- WHAT YOU WILL DO -
Can you recast every line of the entries below as a Markdown table with the columns "Row" and "Line," numbering each row and leaving out blank lines?

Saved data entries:
• • • • •
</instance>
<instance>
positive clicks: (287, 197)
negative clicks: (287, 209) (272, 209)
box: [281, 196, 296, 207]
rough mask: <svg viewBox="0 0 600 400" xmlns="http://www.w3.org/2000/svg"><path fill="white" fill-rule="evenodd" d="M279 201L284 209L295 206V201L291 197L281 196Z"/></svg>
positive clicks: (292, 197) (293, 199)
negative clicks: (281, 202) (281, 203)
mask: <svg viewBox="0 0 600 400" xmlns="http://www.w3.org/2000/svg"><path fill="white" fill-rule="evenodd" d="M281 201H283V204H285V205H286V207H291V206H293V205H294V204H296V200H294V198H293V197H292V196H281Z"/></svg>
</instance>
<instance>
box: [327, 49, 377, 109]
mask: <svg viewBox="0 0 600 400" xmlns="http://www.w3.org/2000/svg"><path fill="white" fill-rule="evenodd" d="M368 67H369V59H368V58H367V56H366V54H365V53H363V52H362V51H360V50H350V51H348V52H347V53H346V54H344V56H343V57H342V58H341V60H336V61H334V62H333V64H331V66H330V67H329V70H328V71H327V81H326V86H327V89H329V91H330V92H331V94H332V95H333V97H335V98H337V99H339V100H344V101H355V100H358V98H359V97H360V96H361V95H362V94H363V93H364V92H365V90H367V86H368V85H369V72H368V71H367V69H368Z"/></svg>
• • • • •
- ANSWER TO THE EXERCISE -
| Row | Line |
|---|---|
| 1 | </instance> |
| 2 | <instance> |
| 3 | positive clicks: (287, 197) |
| 4 | negative clicks: (287, 209) (272, 209) |
| 5 | box: [281, 196, 296, 207] |
| 6 | rough mask: <svg viewBox="0 0 600 400" xmlns="http://www.w3.org/2000/svg"><path fill="white" fill-rule="evenodd" d="M279 201L284 209L295 206V201L291 197L281 196Z"/></svg> |
| 7 | positive clicks: (292, 197) (293, 199) |
| 8 | negative clicks: (281, 202) (281, 203) |
| 9 | mask: <svg viewBox="0 0 600 400" xmlns="http://www.w3.org/2000/svg"><path fill="white" fill-rule="evenodd" d="M281 201H283V204H285V205H286V207H291V206H293V205H294V204H296V200H294V198H293V197H292V196H281Z"/></svg> |
| 10 | </instance> |
| 11 | <instance> |
| 12 | box: [327, 49, 377, 109] |
| 13 | mask: <svg viewBox="0 0 600 400" xmlns="http://www.w3.org/2000/svg"><path fill="white" fill-rule="evenodd" d="M368 67H369V59H368V58H367V56H366V54H365V53H363V52H362V51H360V50H350V51H348V52H347V53H346V54H344V56H343V57H342V58H341V60H336V61H334V62H333V64H331V66H330V67H329V70H328V71H327V81H326V86H327V89H329V91H330V92H331V94H332V95H333V97H335V98H337V99H339V100H344V101H355V100H358V98H359V97H360V96H361V95H362V94H363V93H364V92H365V90H367V86H368V85H369V72H368V71H367V69H368Z"/></svg> |